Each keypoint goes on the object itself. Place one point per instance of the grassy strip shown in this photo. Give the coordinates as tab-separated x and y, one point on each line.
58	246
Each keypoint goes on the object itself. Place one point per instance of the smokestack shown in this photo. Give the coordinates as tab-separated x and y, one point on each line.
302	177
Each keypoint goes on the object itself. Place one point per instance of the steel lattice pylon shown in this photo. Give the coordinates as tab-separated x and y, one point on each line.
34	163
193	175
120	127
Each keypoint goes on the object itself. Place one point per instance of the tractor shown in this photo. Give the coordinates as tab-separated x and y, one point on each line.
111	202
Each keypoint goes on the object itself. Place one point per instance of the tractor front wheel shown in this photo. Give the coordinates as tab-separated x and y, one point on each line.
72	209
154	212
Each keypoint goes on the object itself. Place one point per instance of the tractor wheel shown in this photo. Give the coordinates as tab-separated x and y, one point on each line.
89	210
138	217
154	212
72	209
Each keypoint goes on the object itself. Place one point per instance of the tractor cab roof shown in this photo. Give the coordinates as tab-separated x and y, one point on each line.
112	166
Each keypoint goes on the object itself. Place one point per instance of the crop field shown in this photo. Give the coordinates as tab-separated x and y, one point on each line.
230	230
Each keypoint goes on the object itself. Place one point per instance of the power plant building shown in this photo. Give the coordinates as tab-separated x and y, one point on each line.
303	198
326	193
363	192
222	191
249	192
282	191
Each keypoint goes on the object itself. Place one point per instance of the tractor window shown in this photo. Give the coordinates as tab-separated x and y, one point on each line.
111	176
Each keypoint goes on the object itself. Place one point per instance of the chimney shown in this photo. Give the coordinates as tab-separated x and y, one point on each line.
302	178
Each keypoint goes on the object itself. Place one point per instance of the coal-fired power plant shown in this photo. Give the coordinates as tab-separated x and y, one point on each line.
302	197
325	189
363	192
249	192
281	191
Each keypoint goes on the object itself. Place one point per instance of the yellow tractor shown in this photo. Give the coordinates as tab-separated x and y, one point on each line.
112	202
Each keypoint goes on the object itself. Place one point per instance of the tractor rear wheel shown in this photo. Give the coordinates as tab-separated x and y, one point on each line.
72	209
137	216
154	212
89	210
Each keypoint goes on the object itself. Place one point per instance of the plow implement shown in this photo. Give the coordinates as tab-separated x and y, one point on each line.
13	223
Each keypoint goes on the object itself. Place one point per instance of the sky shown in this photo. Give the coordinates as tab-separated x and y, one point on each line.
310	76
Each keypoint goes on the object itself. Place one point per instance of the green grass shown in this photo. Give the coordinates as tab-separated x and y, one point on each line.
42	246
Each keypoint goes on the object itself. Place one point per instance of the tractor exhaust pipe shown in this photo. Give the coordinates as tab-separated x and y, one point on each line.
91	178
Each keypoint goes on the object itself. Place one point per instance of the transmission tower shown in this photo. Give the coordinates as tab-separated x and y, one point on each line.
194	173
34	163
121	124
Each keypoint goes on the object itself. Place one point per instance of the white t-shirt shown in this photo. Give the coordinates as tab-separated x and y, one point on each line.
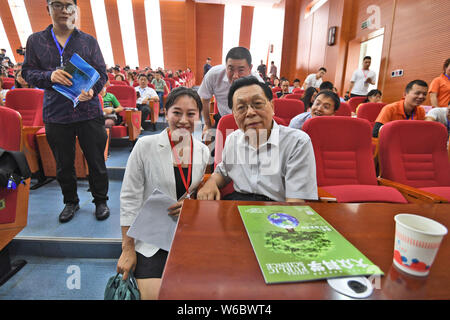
145	93
216	83
312	81
359	78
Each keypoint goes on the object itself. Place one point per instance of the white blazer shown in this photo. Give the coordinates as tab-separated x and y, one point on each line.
150	166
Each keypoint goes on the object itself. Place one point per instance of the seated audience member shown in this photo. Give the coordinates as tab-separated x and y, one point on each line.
264	161
284	89
145	94
374	96
19	81
160	86
308	97
327	85
2	93
440	88
326	103
314	79
173	162
441	115
119	77
406	109
111	108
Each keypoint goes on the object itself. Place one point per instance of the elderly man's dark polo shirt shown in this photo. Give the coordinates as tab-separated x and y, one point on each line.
42	58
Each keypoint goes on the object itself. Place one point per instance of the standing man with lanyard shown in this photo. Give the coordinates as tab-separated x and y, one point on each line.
46	54
361	78
409	108
218	80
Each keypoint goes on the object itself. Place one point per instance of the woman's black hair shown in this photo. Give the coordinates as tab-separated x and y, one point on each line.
183	91
307	95
245	82
330	94
371	93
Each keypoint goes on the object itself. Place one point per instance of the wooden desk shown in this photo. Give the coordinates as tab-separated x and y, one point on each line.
212	258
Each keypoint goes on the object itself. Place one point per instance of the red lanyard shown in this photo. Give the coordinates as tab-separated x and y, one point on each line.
177	159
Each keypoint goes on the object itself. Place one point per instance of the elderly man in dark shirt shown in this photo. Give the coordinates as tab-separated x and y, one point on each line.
46	54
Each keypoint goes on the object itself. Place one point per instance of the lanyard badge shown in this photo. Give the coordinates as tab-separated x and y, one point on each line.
61	50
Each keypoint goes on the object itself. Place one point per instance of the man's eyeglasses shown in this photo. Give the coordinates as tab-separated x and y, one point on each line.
58	6
242	108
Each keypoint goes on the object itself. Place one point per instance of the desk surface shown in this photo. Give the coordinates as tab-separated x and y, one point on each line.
212	257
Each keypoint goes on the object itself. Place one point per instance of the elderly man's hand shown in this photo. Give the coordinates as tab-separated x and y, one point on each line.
85	96
209	191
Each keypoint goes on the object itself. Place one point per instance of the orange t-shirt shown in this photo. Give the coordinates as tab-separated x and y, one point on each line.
441	86
396	111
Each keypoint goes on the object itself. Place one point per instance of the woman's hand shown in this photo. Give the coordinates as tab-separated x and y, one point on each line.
175	209
127	262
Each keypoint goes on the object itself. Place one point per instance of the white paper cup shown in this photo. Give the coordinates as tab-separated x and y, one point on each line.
417	240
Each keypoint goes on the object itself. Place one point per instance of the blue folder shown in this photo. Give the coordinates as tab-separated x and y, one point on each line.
83	78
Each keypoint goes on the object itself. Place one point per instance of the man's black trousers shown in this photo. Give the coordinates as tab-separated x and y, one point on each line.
92	138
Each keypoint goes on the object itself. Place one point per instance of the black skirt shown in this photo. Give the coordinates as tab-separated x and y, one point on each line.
151	267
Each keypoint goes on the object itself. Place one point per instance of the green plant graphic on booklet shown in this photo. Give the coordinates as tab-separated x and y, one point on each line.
294	243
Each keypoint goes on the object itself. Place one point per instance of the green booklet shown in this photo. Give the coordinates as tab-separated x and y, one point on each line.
294	243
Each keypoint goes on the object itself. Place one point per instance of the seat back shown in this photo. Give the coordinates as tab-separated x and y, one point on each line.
344	110
343	150
8	83
275	89
29	103
296	96
355	102
286	109
369	111
125	94
10	129
414	153
119	83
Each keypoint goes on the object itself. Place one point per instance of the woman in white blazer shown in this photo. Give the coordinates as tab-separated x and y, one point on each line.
158	163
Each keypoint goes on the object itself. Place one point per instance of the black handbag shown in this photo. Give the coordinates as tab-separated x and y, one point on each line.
14	169
118	289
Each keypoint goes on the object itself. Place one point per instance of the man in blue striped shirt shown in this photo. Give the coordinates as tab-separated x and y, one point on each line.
46	54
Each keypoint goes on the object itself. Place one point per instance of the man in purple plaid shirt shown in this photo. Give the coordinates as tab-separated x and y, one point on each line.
46	54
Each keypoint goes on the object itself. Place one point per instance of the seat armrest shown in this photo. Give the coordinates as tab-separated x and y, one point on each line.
133	122
412	194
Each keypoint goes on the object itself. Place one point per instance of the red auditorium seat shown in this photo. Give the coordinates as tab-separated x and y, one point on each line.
344	110
13	203
293	96
8	83
298	91
344	162
225	126
369	111
413	158
355	102
132	118
286	109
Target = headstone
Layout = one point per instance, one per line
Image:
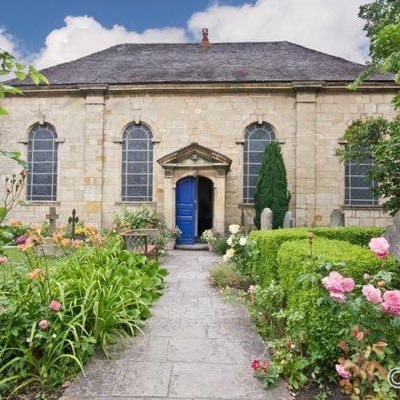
(73, 220)
(266, 219)
(392, 235)
(52, 216)
(337, 218)
(288, 220)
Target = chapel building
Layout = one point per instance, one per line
(182, 127)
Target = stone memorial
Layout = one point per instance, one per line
(266, 219)
(392, 235)
(288, 220)
(337, 218)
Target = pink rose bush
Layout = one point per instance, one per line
(379, 246)
(55, 305)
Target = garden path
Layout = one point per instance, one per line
(196, 346)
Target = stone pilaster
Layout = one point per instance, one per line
(305, 185)
(94, 155)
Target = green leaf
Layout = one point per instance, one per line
(20, 75)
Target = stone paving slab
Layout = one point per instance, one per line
(196, 346)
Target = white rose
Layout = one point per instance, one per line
(234, 229)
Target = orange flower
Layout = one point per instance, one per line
(15, 223)
(35, 274)
(27, 245)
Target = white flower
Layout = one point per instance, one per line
(234, 229)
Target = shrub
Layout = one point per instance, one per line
(319, 325)
(271, 190)
(264, 265)
(225, 275)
· · · · ·
Copy exactly, with no other lines, the stretch of the material that begins at the line containing "Target = orange flower" and ends at its last line.

Answer space:
Target = orange flower
Layout = one point per instance, one per line
(15, 223)
(35, 274)
(27, 245)
Target = white flower
Layout = one point per instance, one per line
(234, 229)
Target = shrub
Layout = one point per instance, one per line
(319, 325)
(271, 190)
(264, 265)
(225, 275)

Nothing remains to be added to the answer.